-- Lista de tarefas --
1 - Reproduza palavra por palavra, no texto sobre a pressão por alta de juros, tudo o que vai de "Além de identificar" até "economista Gabriel Galípolo.".
2 - Retome o texto sobre a pressão por alta de juros a partir do ponto em que ele para.

-- Texto da página --

──────

É possível evitar a pressão da Faria Lima por aumento de taxa de juros
“Essa é a primeira questão”, sublinha Furtado. A segunda é que, ao invés de fazer um megaprograma habitacional, com grandes investimentos, é preciso financiar as famílias para melhorarem e expandirem as suas residências. O puxadinho, a edícula, a reforma que aumenta a capacidade da casa, tudo isso é importante porque se houver uma recuperação, o preço dos aluguéis vai subir, pressionará a inflação e o mercado financeiro e os economistas dogmáticos vão convencer que só é possível fazer isso aumentando os juros. “Nós sabemos o que vai acontecer no ano que vem, sabemos quais são os principais preços que vão ameaçar a inflação. Então nós precisamos fazer políticas corretas. E como o Minha Casa, Minha Vida demora cinco anos para produzir resultados, deve-se fazer o combate mais simples, que vai na direção de propostas com modéstia e efetividade ao invés de ambição com alta taxa de risco de fracasso.”
O economista da USP defende também projetos “modestos, com base em programas conhecidos, que já foram operados e contam com avaliações positivas, portanto podemos aumentar a sua escala com relativa segurança de que vão funcionar”, a exemplo do programa das cisternas para coleta e armazenamento da água da chuva.
Além de identificar com precisão os investimentos prioritários, é preciso colocá-los em prática de modo a beneficiar quem vive em situação mais precária. “Há uma questão fundamental para viabilizar os investimentos, que é o fato de ainda existir uma concentração muito grande da arrecadação e dos recursos com a União, enquanto a operacionalização dos investimentos, muitas vezes até por força legal, é feita pelos estados e municípios. É essencial que a Fazenda consiga proporcionar recursos para que esses investimentos ocorram nos municípios, que é onde a dor é sentida”, ressalta o economista Gabriel Galípolo.

──────

-- Dados armazenados --
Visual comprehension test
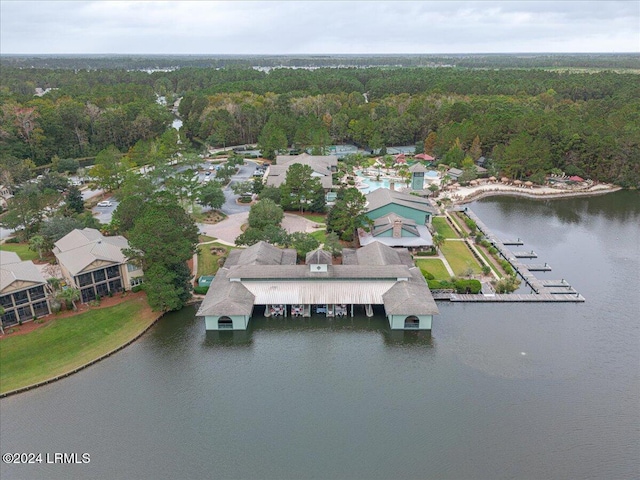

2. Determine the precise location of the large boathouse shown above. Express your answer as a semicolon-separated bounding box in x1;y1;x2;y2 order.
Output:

──────

-- Resultados das tarefas --
1 -
Além de identificar com precisão os investimentos prioritários, é preciso colocá-los em prática de modo a beneficiar quem vive em situação mais precária. “Há uma questão fundamental para viabilizar os investimentos, que é o fato de ainda existir uma concentração muito grande da arrecadação e dos recursos com a União, enquanto a operacionalização dos investimentos, muitas vezes até por força legal, é feita pelos estados e municípios. É essencial que a Fazenda consiga proporcionar recursos para que esses investimentos ocorram nos municípios, que é onde a dor é sentida”, ressalta o economista Gabriel Galípolo.

2 -
Puxadinho. O estímulo à construção civil pode impulsionar o crescimento – Imagem: iStockphoto
Essa operacionalização, diz, não é simples. Na contratação de investimentos em saúde, educação, infraestrutura, há sempre uma presença muito grande do governo federal por trás do processo, com recursos. “Ser credor de um município ou de um estado, muitas vezes em projetos que vão transcender um mandato, é muito diferente de deter um contrato a ser pago por quem tem autoridade monetária e pode emitir a moeda que liquida a obrigação”, sublinha Galípolo. O poder concedente responsável pelo saneamento básico, por exemplo, é o município. É frequente municípios com recursos hídricos não terem recursos financeiros e é preciso fazer subsídios cruzados nessas áreas.
Apesar de extremamente importante, a operacionalização não costuma receber a atenção necessária por parte dos economistas. “Discute-se pouco esse problema, até porque o nosso processo democrático virou um grande culto à personalidade: qual é o nome que vai resolver?”, crítica Galípolo. “Deveríamos passar mais tempo discutindo quais são as fontes de recursos, de quem se vai cobrar, para que tipo de projeto eles vão se destinar, tudo à mais plena luz do dia. O orçamento não é uma peça técnica, ele é um pilar ético desse sistema de compromisso mútuo que é viver em sociedade.”
Conseguir distribuir os recursos da União por estados e municípios é fundamental
Outro obstáculo é a falta crônica de bons projetos de investimento. Um caso exemplar, mencionado no debate, é o das debêntures de infraestrutura. Em 2021, a emissão de debêntures de infraestrutura superou 40 bilhões de reais, um dos maiores volumes de todos os tempos, mas a FGV registrou o menor investimento em infraestrutura da série histórica iniciada nos anos 1950. A explicação é que a maior parte desses recursos não foi para novos investimentos, mas para substituir dívida velha por dívida mais barata. Além disso, o estoque de debêntures mostra que mais de 70% desses investimentos estão no setor de energia e cerca de 20%, em logística e transporte, que se sustentam com cobrança de receita tarifária. Não são destinados aos setores nos quais o País é mais carente, como educação e saúde.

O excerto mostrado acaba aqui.